(AVAILABLE DATA begins)

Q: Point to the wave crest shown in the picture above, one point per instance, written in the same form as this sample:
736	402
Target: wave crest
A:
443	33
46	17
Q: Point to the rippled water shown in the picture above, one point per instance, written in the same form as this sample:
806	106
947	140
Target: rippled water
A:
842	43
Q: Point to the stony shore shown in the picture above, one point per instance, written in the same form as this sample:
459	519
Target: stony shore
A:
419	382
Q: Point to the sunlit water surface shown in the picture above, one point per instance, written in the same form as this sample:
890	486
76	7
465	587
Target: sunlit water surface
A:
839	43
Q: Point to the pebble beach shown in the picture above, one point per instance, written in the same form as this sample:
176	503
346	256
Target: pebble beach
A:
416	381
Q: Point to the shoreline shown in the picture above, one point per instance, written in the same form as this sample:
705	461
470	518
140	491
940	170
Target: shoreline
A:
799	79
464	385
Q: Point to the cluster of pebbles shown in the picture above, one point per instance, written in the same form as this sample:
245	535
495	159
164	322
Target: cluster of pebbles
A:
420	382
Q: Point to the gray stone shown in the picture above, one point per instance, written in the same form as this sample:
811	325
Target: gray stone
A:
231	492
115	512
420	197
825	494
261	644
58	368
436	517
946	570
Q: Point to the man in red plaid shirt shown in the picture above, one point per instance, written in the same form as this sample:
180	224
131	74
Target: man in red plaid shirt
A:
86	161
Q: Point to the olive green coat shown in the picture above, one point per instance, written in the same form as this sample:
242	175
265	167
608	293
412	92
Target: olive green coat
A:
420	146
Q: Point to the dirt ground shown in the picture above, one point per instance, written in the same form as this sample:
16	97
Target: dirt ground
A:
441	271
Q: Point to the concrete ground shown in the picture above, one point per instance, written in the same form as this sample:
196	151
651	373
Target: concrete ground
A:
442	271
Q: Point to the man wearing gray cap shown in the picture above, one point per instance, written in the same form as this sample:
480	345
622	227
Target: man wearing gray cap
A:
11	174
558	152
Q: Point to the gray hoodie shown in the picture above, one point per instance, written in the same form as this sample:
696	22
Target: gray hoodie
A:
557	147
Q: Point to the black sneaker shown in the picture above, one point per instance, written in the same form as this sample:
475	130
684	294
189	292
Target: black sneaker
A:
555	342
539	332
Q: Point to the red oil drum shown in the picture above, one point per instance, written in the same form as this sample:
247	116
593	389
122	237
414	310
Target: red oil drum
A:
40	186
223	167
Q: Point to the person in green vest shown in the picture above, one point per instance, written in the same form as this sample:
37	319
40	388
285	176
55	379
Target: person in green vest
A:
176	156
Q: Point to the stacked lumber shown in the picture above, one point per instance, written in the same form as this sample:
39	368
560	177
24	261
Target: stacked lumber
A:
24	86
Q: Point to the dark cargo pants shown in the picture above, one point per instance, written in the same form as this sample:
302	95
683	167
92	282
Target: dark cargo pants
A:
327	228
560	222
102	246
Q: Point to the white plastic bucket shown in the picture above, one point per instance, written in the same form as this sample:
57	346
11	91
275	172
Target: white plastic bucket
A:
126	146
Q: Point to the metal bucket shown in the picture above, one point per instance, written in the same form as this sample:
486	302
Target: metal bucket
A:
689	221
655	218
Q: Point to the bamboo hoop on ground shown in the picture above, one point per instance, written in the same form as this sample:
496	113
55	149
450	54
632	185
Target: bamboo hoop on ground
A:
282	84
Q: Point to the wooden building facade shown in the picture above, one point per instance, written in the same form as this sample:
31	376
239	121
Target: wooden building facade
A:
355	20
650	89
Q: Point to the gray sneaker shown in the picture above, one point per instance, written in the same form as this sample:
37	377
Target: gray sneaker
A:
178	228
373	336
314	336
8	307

(AVAILABLE DATA ends)

▶ TASK PROMPT:
For this exercise, restate each of the entries without any deviation.

▶ SOLUTION TO THE EXERCISE:
Q: Point to the wave crest shown in the picture above, one point per instance, written in the same form as this sample:
736	402
Target: wave crest
A:
443	33
46	17
Q: Point to the rippled water shown in the picture above, one point per instance, written in the same form as this sample:
806	106
947	140
Target: rippled water
A:
842	43
Q: Point to the stony shore shown in the picture above, one point per instance, written in the same form as this sample:
459	519
Target: stony shore
A:
419	382
Q: Point to the sunlit water surface shown in the picture above, one point per instance, written in the same form as this sample:
890	486
76	7
465	587
Target: sunlit water surface
A:
839	43
Q: Point to the pebble beach shown in the picture above, one point per instance, written in the same form as this sample:
176	503
346	256
Target: pebble beach
A:
416	381
Q: Point to the shoreline shown in the picture above, one point per instance, written in the same form as this sample:
705	461
470	518
140	491
940	170
Target: shoreline
A:
799	79
464	385
Q: Point to the cluster of pebbles shown in the picture above, one point per instance, written in the same form as this sample:
245	535
495	159
164	322
Target: cluster of pebbles
A:
420	382
Q: Point to the gray stone shown in the picture above, one point per instance, written in the same form as this sample:
811	325
Target: gray stone
A:
231	492
115	512
420	197
825	494
261	644
58	368
436	517
946	570
Q: Point to the man in red plaid shirt shown in the picture above, one point per instance, written in the same form as this sample:
180	224
131	74
Target: man in red plaid shirt
A:
86	161
Q: Point to the olive green coat shown in the picture above, one point per instance, written in the same form as this sample:
242	175
265	167
608	293
412	92
Target: olive green coat
A:
420	146
Q: Point to the dirt ground shown in the picture above, one point per instance, written in the same form as this sample:
16	97
Target: dirt ground
A:
441	271
Q: Point to the concrete ground shown in the picture above, one point per instance, written in the same form as this sample:
196	151
651	373
Target: concrete ground
A:
442	271
Q: Point to the man wearing gray cap shown in the picture above, one point per instance, written in the same form as this sample:
480	345
622	227
Target: man wearing gray cap
A:
11	174
558	152
Q: Point to the gray hoodie shown in the picture above, one point per instance, written in the same form as this sample:
696	22
Target: gray hoodie
A:
557	147
Q: Point to the black sneaker shown in the picture above, one point per instance, written in the same form as this sample:
475	130
684	294
189	292
Target: black sneaker
A:
555	342
539	332
Q: Point to the red oil drum shown in the picture above, one point per instance, written in the same form as this sample:
247	116
593	389
122	237
414	310
Target: red oil drum
A:
40	186
223	167
Q: Point to the person in green vest shown in the picture above, one point per instance, written in the same form as this sample:
37	319
40	388
285	176
55	379
Target: person in green vest
A:
176	156
Q: Point to the stacked lumber shown in the picture above, one point per instance, written in the same form as this sample:
39	368
560	177
24	261
Target: stacked lumber
A:
24	86
Q: Point to the dark cargo pants shown in the picture above, one point per instance, written in the same form as this sample:
302	95
683	167
92	282
Target: dark cargo pants
A:
327	228
560	222
102	246
Q: Point to the white plastic bucket shown in the picture above, one point per instance, written in the same form as this sample:
57	346
11	91
275	172
Target: white plastic bucket
A:
126	146
Q: Point to the metal bucket shown in the picture above, one point per instance, written in the same form as this sample:
486	302
Target: metal bucket
A:
689	221
655	218
Q: Point to the bamboo hoop on ground shown in the picture above, one point per instance, written in the same form as this sample:
496	113
55	149
450	54
632	185
Target: bamboo hoop on ground
A:
282	84
Q: Point to the wooden building facade shown in the picture above, one point per instance, written in the same form as this sample:
31	376
239	121
Target: wooden building facade
A:
355	20
650	89
Q: Point to the gray sneaker shown in the picture above, one point per instance, written in the same form as this sample:
37	377
Target: gray sneaker
A:
178	228
373	336
314	336
8	307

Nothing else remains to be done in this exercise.